Stated problem: Please retype the records below exactly, leaving out any pictures.

Entries shown:

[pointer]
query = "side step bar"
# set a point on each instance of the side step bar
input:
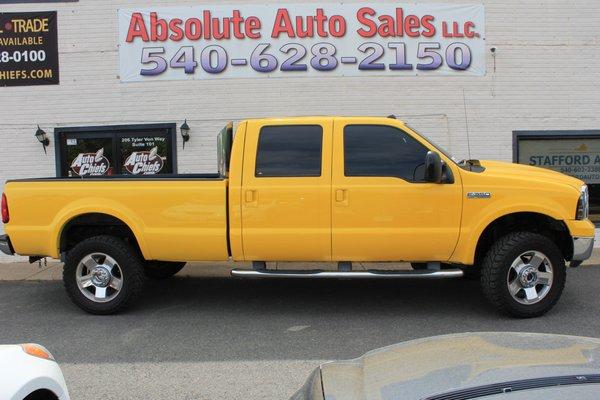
(370, 274)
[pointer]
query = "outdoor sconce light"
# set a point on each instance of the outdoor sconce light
(185, 132)
(42, 138)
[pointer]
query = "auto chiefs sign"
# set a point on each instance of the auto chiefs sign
(91, 164)
(144, 162)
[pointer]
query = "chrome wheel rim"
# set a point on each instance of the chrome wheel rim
(99, 277)
(530, 277)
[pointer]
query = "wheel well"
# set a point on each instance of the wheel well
(86, 226)
(553, 229)
(41, 394)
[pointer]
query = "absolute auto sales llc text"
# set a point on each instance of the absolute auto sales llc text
(247, 41)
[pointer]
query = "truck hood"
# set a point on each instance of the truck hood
(511, 170)
(422, 368)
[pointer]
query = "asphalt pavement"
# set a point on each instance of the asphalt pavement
(221, 338)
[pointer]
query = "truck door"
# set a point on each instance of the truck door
(381, 208)
(286, 190)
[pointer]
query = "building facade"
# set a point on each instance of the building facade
(541, 73)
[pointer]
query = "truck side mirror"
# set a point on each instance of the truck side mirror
(433, 167)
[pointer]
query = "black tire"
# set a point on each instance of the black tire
(162, 269)
(496, 268)
(129, 264)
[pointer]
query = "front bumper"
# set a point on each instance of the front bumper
(6, 246)
(582, 249)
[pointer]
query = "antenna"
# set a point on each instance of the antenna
(467, 124)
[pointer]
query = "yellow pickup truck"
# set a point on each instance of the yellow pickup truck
(321, 189)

Answer in full:
[pointer]
query = "side step bar"
# set a point on each instance of the side step bar
input:
(370, 274)
[pointer]
query = "outdoor sconce light"
# set a point on each instance of the outdoor sconce light
(185, 132)
(42, 138)
[pointer]
query = "auto chiefs sign"
# set a point on each instance of the auto chiefs sign
(91, 164)
(144, 162)
[pointer]
query = "chrome wheel rim"
# set a point on each instance of the chrome wheel rim
(99, 277)
(530, 277)
[pointer]
query = "wheel well"
# set a point on each instance of the wheel well
(86, 226)
(553, 229)
(41, 394)
[pointer]
query = "absolute auto sales llc text"
# set a point on each instance of the absolute auto sales llc text
(247, 41)
[pointer]
query = "truck hood"
# set a point on each instance of the truck hood
(511, 170)
(422, 368)
[pointer]
query = "asphalt pavement"
# set a point on each instance of the asphalt pavement
(221, 338)
[pointer]
query = "truck door"
# set a point on each instance of the truck door
(381, 208)
(286, 190)
[pointer]
query = "building facade"
# set a point on each instance of the building facade
(541, 73)
[pointer]
query = "truck side mirror"
# set a point on each instance of the truck side mirror
(433, 167)
[pointer]
query = "black tire"
# set a point on each instance of the black tire
(162, 269)
(496, 268)
(129, 264)
[pointer]
query = "front bumper"
# set a point on each instance of the front bumper
(6, 246)
(582, 249)
[pointer]
query = "antenna"
# set a point on each instance of the antenna
(467, 124)
[pointer]
query = "yellow pickup truck"
# set a point on each instance of the yellow pickup truck
(321, 189)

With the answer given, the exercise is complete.